The number of patients receiving mental health care is expected to soar under provisions of the Affordable Care Act that will take effect next week, The Wall Street Journal reports. As many as 62 million additional Americans may qualify for mental health coverage.
Beginning October 1, health plans sold on the new exchanges must provide at least some mental health coverage. Existing health plans must do the same when they come up for renewal, the article notes. In addition, a 2008 federal “parity” law prevents health insurance plans from placing more restrictions on mental health benefits than on medical benefits.
Mental health care is limited in many areas of the country. An estimated 90 million Americans live in areas with fewer than one psychiatrist per 30,000 residents.
To make more efficient use of a limited number of mental health professionals, primary care practices are trying to integrate psychiatric care. Large health systems, including Kaiser Permanente and the Veterans Health Administration, are having primary care providers treat mental health issues with the oversight of psychiatrists.

* **Supplied records**:
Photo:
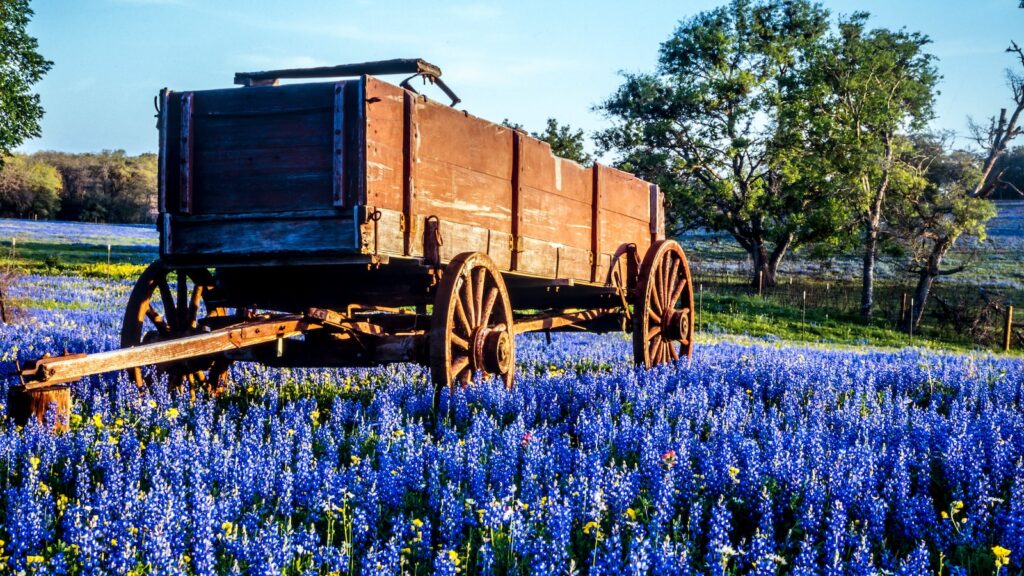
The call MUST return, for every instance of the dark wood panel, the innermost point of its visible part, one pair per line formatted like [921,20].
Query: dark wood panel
[268,236]
[265,193]
[265,99]
[264,131]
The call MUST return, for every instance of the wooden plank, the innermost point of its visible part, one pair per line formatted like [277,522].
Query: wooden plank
[409,171]
[550,259]
[186,147]
[268,132]
[338,156]
[555,218]
[595,230]
[385,137]
[267,236]
[625,194]
[296,99]
[545,171]
[559,320]
[517,186]
[49,371]
[165,97]
[355,103]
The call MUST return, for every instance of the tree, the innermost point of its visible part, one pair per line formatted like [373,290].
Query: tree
[961,205]
[866,88]
[711,127]
[564,141]
[20,67]
[29,188]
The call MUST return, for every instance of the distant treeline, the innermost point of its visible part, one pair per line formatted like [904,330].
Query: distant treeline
[107,187]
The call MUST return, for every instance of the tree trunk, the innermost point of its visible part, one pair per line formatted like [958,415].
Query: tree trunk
[764,269]
[927,276]
[867,275]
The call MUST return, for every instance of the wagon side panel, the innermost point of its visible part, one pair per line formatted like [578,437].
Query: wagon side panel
[261,172]
[388,165]
[462,176]
[554,205]
[625,214]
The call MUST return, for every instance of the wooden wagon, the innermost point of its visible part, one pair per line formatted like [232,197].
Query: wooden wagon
[355,222]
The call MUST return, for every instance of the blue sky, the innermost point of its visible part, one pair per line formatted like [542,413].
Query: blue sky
[524,60]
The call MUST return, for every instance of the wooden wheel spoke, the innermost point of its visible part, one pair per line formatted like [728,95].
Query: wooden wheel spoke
[170,312]
[467,301]
[460,313]
[459,364]
[653,316]
[157,320]
[480,277]
[194,304]
[671,282]
[488,306]
[460,342]
[182,302]
[678,291]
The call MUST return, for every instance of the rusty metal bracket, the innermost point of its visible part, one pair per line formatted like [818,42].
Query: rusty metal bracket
[432,240]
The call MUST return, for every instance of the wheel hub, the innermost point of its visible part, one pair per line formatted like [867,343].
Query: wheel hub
[492,351]
[676,325]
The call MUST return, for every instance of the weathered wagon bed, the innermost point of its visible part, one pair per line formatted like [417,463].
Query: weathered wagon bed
[335,204]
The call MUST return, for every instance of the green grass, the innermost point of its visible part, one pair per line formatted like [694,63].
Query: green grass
[760,318]
[86,260]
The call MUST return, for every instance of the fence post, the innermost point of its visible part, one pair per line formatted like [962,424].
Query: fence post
[1009,330]
[803,310]
[700,309]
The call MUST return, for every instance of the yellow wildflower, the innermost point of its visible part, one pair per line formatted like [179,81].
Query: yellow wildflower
[1001,557]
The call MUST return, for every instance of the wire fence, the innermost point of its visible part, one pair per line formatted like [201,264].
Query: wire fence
[972,311]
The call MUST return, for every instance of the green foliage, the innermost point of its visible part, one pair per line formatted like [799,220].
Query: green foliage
[108,187]
[713,125]
[20,68]
[863,89]
[29,189]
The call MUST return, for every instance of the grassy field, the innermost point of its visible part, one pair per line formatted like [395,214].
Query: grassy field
[121,252]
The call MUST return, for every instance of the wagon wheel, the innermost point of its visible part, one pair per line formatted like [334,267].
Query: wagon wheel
[663,317]
[471,327]
[165,304]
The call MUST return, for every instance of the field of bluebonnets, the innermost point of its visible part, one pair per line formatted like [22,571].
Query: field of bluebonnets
[754,458]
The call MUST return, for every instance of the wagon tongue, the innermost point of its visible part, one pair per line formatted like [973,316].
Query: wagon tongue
[53,370]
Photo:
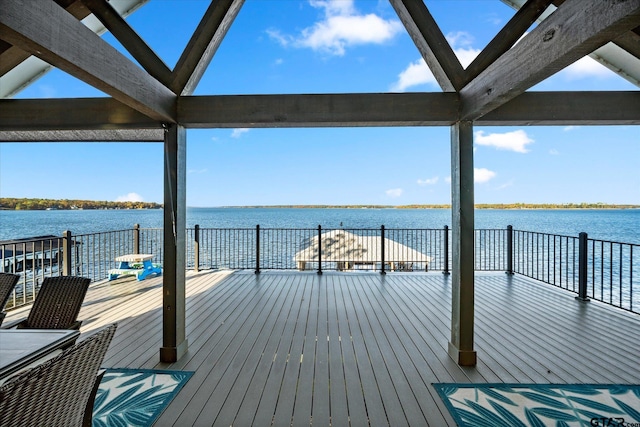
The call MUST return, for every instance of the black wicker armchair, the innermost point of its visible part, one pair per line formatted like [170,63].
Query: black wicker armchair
[60,391]
[7,283]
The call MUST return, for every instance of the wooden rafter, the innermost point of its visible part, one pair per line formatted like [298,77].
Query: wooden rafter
[131,41]
[276,111]
[46,30]
[203,44]
[70,114]
[630,41]
[431,43]
[322,110]
[507,37]
[11,56]
[574,30]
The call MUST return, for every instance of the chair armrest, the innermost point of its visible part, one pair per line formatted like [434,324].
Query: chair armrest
[75,325]
[15,324]
[88,410]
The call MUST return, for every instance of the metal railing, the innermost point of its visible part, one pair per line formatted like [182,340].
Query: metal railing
[593,269]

* **Brief 1**: List every organization or publication named in the text on mental health coverage.
* **Brief 2**: Carry on the text about mental health coverage from its last sentence.
The lines have nothing to do with the text about mental health coverage.

* **Answer area 1**: The Wall Street Journal, Kaiser Permanente, the Veterans Health Administration

* **Answer area 2**:
The integration is also being spurred by a growing acknowledgement that medical and mental health problems are often intertwined. For instance, patients with heart disease and diabetes are twice as likely as the general population to suffer from anxiety and depression. In turn, these mental health problems make it more difficult to lose weight and make other healthful changes.
In a practice that integrates medical and mental health care, doctors can introduce patients to a counselor on site. “It’s so important to capture that moment,” said internist Thomas Goforth, Medical Director of the Family Health Center of Harlem, an integrated-care center in New York City. “If a patient gets comfortable with a counselor before ever leaving the building, he’s much more likely to return.”